──────── Given records ────────

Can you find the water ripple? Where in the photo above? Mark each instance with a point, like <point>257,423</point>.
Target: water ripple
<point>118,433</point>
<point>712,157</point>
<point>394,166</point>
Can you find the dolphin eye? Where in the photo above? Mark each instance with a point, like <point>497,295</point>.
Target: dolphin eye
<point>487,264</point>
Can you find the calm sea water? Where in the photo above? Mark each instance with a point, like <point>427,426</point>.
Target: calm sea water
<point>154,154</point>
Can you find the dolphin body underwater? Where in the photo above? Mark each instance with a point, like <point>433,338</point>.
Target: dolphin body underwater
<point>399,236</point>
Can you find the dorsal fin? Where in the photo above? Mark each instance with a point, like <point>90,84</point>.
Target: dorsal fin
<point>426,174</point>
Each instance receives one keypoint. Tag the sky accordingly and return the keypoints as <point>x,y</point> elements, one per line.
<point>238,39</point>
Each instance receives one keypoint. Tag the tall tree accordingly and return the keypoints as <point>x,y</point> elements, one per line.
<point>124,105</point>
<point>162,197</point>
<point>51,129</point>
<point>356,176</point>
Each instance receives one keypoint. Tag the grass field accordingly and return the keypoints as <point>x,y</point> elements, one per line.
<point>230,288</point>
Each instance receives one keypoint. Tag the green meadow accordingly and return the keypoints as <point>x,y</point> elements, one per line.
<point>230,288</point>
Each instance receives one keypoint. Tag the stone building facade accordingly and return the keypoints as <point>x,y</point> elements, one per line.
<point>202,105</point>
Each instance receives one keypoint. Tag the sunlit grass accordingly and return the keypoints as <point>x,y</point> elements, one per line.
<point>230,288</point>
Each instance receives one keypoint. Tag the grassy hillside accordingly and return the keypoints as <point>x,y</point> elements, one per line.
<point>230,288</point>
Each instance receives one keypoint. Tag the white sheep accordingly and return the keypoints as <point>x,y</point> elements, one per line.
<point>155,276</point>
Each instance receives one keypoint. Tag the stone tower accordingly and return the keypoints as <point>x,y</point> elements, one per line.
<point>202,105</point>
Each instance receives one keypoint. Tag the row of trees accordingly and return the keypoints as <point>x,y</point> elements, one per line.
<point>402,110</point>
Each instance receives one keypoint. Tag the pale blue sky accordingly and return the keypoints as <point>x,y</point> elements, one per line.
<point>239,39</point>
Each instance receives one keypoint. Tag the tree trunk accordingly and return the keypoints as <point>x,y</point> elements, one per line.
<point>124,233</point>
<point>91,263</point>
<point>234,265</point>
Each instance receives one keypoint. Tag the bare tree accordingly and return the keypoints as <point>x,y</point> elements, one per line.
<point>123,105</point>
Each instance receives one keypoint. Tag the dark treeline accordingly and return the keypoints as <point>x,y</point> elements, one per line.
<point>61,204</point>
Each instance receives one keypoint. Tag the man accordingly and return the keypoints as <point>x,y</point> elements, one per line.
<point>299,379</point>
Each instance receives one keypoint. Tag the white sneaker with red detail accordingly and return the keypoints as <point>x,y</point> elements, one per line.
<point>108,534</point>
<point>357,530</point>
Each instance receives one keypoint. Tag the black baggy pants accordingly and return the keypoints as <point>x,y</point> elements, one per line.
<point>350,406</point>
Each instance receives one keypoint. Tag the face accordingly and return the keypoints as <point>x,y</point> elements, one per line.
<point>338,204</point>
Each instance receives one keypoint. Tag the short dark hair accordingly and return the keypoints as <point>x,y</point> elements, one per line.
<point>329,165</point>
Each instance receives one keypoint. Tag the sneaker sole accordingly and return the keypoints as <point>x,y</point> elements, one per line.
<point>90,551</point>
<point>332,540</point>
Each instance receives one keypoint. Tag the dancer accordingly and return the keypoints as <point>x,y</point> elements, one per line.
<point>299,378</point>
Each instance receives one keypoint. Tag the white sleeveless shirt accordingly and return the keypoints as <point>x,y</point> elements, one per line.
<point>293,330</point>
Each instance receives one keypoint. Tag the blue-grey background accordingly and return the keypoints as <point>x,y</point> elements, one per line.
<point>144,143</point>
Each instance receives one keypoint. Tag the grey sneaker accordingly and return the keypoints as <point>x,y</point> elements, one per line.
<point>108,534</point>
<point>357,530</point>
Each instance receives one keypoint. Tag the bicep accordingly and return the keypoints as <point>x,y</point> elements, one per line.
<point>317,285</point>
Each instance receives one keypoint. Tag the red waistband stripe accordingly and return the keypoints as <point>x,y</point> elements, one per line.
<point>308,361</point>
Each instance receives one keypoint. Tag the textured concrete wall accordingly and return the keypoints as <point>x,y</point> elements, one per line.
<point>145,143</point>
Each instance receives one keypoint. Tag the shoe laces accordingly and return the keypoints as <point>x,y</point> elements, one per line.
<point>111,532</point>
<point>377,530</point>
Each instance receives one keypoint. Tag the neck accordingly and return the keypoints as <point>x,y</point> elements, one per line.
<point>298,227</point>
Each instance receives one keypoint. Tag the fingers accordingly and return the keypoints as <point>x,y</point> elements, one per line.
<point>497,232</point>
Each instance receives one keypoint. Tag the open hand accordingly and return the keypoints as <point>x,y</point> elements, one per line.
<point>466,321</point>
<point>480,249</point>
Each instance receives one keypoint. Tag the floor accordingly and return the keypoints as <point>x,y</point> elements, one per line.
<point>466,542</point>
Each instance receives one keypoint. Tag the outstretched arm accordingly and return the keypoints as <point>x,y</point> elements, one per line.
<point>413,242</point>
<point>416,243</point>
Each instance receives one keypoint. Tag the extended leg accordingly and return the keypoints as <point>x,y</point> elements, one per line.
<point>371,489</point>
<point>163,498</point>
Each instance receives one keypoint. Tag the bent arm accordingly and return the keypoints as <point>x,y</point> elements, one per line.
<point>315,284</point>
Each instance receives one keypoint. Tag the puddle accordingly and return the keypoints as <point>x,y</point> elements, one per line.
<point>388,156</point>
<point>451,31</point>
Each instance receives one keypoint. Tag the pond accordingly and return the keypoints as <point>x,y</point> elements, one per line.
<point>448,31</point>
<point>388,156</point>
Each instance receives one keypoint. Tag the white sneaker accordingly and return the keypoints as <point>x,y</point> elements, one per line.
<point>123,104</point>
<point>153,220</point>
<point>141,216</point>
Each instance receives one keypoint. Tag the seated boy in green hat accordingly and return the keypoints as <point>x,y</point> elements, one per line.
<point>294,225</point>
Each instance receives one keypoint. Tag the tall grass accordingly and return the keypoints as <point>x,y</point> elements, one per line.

────────

Recast every line of the records above as a JSON list of strings, one string per line, omitting blank lines.

[
  "Can you find the water ripple? Where in the photo above? Mark each instance with a point, like <point>257,423</point>.",
  "Target: water ripple",
  "<point>118,433</point>",
  "<point>712,157</point>",
  "<point>394,166</point>",
  "Can you find the dolphin eye? Where in the photo above? Mark each instance with a point, like <point>497,295</point>.",
  "Target: dolphin eye",
  "<point>487,264</point>",
  "Can you find the calm sea water? Where in the photo above? Mark each instance with a point, like <point>427,426</point>.",
  "Target: calm sea water",
  "<point>154,154</point>",
  "Can you find the dolphin body underwater? Where in the photo above? Mark each instance with a point, like <point>433,338</point>.",
  "Target: dolphin body underwater",
  "<point>399,236</point>",
  "Can you find the dorsal fin? Where in the photo above? Mark each instance with a point, like <point>90,84</point>.",
  "Target: dorsal fin",
  "<point>426,174</point>",
  "Each instance receives one keypoint. Tag the sky accordingly and return the keypoints as <point>x,y</point> elements, one per line.",
  "<point>238,39</point>",
  "Each instance receives one keypoint. Tag the tall tree accordingly and return the keypoints as <point>x,y</point> elements, one per line.",
  "<point>124,105</point>",
  "<point>162,197</point>",
  "<point>51,129</point>",
  "<point>356,176</point>",
  "Each instance receives one keypoint. Tag the grass field accordingly and return the keypoints as <point>x,y</point> elements, one per line.",
  "<point>230,288</point>",
  "Each instance receives one keypoint. Tag the green meadow accordingly and return the keypoints as <point>x,y</point> elements, one per line.",
  "<point>230,288</point>",
  "Each instance receives one keypoint. Tag the stone building facade accordingly and return the keypoints as <point>x,y</point> elements, one per line.",
  "<point>202,105</point>",
  "Each instance receives one keypoint. Tag the sunlit grass accordingly and return the keypoints as <point>x,y</point> elements, one per line.",
  "<point>230,288</point>",
  "Each instance receives one keypoint. Tag the grassy hillside accordingly and return the keypoints as <point>x,y</point> elements, one per line.",
  "<point>230,288</point>",
  "Each instance receives one keypoint. Tag the white sheep accordingly and return the keypoints as <point>x,y</point> elements, one per line.",
  "<point>155,276</point>",
  "Each instance receives one keypoint. Tag the stone tower accordingly and return the keypoints as <point>x,y</point> elements, one per line.",
  "<point>202,105</point>",
  "Each instance receives one keypoint. Tag the row of trees accordingly and return the keypoints as <point>x,y</point> elements, one per line.",
  "<point>402,110</point>",
  "Each instance receives one keypoint. Tag the pale blue sky accordingly and return the keypoints as <point>x,y</point> elements, one per line.",
  "<point>239,39</point>",
  "Each instance receives one keypoint. Tag the tree trunk accordingly and return the keypoints as <point>x,y</point> elements, one per line.",
  "<point>124,233</point>",
  "<point>91,263</point>",
  "<point>234,265</point>",
  "Each instance receives one keypoint. Tag the bare tree accordingly and return the keypoints as <point>x,y</point> elements, one per line.",
  "<point>123,105</point>",
  "Each instance receives one keypoint. Tag the dark treeline accordingly and return the keypoints as <point>x,y</point> elements, one per line.",
  "<point>61,204</point>",
  "Each instance receives one keypoint. Tag the man accordingly and return the keypoints as <point>x,y</point> elements, one per line.",
  "<point>299,379</point>",
  "Each instance receives one keypoint. Tag the white sneaker with red detail accordingly and return the keypoints as <point>x,y</point> elements, one per line.",
  "<point>108,534</point>",
  "<point>357,530</point>",
  "Each instance receives one keypoint. Tag the black baggy pants accordingly and return the keypoints as <point>x,y</point> elements, one per line.",
  "<point>350,406</point>",
  "Each instance receives one keypoint. Tag the face accordingly and return the keypoints as <point>x,y</point> elements, one per line.",
  "<point>338,204</point>",
  "Each instance receives one keypoint. Tag the short dark hair accordingly and return the keypoints as <point>x,y</point> elements, one per line.",
  "<point>329,165</point>",
  "Each instance receives one keypoint. Tag the sneaker sole accordingly and return the keypoints as <point>x,y</point> elements, one per line.",
  "<point>90,551</point>",
  "<point>332,540</point>",
  "Each instance receives one keypoint. Tag the dancer accordingly and return the keypoints as <point>x,y</point> elements, one per line.",
  "<point>299,378</point>",
  "Each instance receives one keypoint. Tag the white sleeveless shirt accordingly and return the keypoints as <point>x,y</point> elements, one per line.",
  "<point>293,330</point>",
  "Each instance receives one keypoint. Tag the blue-grey background accordingly and return the keypoints as <point>x,y</point> elements, one per line.",
  "<point>144,143</point>",
  "Each instance receives one keypoint. Tag the grey sneaker accordingly and return the keypoints as <point>x,y</point> elements, one per line.",
  "<point>108,534</point>",
  "<point>357,530</point>",
  "Each instance receives one keypoint. Tag the bicep accordingly and return the keypoints as <point>x,y</point> elements, one per line.",
  "<point>317,285</point>",
  "Each instance receives one keypoint. Tag the red waistband stripe accordingly and return the keypoints as <point>x,y</point> elements, one per line.",
  "<point>308,361</point>",
  "Each instance receives one keypoint. Tag the textured concrete wall accordingly and return the keypoints as <point>x,y</point> elements, one per line.",
  "<point>145,143</point>",
  "Each instance receives one keypoint. Tag the shoe laces accordingly and return the keypoints as <point>x,y</point> elements, one per line.",
  "<point>111,532</point>",
  "<point>377,530</point>",
  "Each instance receives one keypoint. Tag the neck accordingly and return the keypoints as <point>x,y</point> elements, one per line.",
  "<point>298,227</point>",
  "Each instance receives one keypoint. Tag the fingers accordingly and return the keypoints as <point>x,y</point> elements, one per line.",
  "<point>497,232</point>",
  "Each instance receives one keypoint. Tag the open hand accordingly and return the keypoints as <point>x,y</point> elements, one per line.",
  "<point>466,321</point>",
  "<point>480,249</point>",
  "Each instance receives one keypoint. Tag the floor accordingly and return the keypoints as <point>x,y</point> elements, one per line.",
  "<point>466,542</point>",
  "Each instance receives one keypoint. Tag the outstretched arm accordingly and return the keypoints as <point>x,y</point> elements, one per line.",
  "<point>413,242</point>",
  "<point>416,243</point>",
  "Each instance receives one keypoint. Tag the extended leg accordingly and return the keypoints as <point>x,y</point> elements, one per line.",
  "<point>371,489</point>",
  "<point>163,498</point>",
  "Each instance receives one keypoint. Tag the bent arm accordingly and return the keypoints as <point>x,y</point> elements, one per line.",
  "<point>315,284</point>",
  "Each instance receives one keypoint. Tag the puddle accordingly and return the keypoints as <point>x,y</point> elements, one per line.",
  "<point>388,156</point>",
  "<point>451,31</point>",
  "Each instance receives one keypoint. Tag the pond accordingly and return the keypoints as <point>x,y</point> elements, one per line.",
  "<point>448,31</point>",
  "<point>388,156</point>",
  "Each instance receives one keypoint. Tag the white sneaker accordingly and return the keypoints as <point>x,y</point> elements, one per line.",
  "<point>123,104</point>",
  "<point>153,220</point>",
  "<point>141,216</point>",
  "Each instance receives one keypoint. Tag the seated boy in green hat accordingly and return the keypoints as <point>x,y</point> elements, one per line.",
  "<point>294,225</point>",
  "Each instance receives one keypoint. Tag the tall grass accordingly and return the keypoints as <point>x,y</point> elements, one per line."
]